# ASSIGNMENT:
For the material that follows, list every line containing the word "field".

-- SUPPLIED MATERIAL follows --

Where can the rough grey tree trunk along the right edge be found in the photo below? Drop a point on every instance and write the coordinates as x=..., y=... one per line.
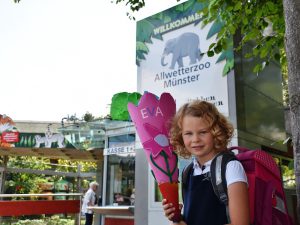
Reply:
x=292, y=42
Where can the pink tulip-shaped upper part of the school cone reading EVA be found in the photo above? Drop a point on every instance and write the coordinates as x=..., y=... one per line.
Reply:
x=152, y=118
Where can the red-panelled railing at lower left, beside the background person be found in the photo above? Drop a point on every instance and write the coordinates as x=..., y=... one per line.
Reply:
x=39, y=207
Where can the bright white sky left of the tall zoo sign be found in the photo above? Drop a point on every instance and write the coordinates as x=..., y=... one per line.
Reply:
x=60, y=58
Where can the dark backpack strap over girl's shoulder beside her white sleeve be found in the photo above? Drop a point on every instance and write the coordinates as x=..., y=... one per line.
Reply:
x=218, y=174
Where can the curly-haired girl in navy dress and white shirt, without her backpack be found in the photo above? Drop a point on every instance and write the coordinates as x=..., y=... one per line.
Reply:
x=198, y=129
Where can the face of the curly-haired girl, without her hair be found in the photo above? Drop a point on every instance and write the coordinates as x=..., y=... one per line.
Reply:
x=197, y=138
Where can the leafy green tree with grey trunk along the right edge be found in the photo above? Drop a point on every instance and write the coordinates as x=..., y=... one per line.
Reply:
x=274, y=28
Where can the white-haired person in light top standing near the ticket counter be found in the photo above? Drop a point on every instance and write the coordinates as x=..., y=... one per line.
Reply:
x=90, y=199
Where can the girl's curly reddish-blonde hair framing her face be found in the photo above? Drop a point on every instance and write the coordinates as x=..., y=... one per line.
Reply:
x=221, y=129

-- SUPPLIED MATERIAL concluded --
-- SUPPLIED MATERIAL follows --

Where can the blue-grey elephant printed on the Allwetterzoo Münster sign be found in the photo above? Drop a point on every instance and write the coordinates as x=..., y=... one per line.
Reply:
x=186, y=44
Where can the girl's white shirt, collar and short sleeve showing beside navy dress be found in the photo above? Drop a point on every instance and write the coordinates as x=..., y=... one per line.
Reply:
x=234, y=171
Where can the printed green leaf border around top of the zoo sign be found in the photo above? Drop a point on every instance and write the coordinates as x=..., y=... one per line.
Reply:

-- SUPPLIED MATERIAL concluded --
-- SUPPLIED MATERIAL follows --

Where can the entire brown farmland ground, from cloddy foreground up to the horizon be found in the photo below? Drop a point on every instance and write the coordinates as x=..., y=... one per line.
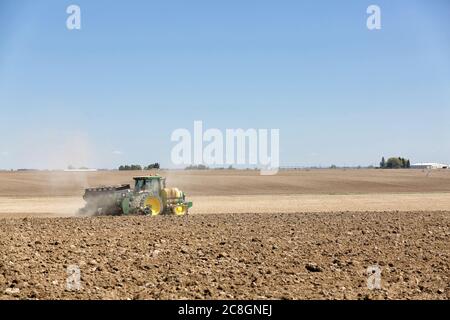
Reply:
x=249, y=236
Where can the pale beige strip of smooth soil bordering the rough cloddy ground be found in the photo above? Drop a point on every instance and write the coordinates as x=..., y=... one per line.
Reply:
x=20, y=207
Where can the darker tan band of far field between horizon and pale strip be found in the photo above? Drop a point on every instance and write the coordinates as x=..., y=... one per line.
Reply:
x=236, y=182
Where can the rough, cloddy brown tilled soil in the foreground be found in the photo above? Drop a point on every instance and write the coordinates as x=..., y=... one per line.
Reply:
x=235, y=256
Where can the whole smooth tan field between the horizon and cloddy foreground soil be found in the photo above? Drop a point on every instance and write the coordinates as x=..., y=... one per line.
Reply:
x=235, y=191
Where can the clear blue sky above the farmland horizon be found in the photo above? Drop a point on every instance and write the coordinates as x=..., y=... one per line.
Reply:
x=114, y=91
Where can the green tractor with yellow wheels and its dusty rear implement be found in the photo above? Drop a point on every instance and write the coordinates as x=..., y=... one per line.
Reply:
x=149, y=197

-- SUPPLIED MATERIAL concluded --

# ANSWER TO THE PROBLEM:
Where can the darker tan band of far field between horizon and pale strip be found in the photo above? Drop a point on every instance and write the coordinates as x=..., y=... one per line.
Where can the whole smooth tan field between the horizon and cloddy foreground soil be found in the photo above? Drop a point on every instance and write the coordinates as x=..., y=... one per line.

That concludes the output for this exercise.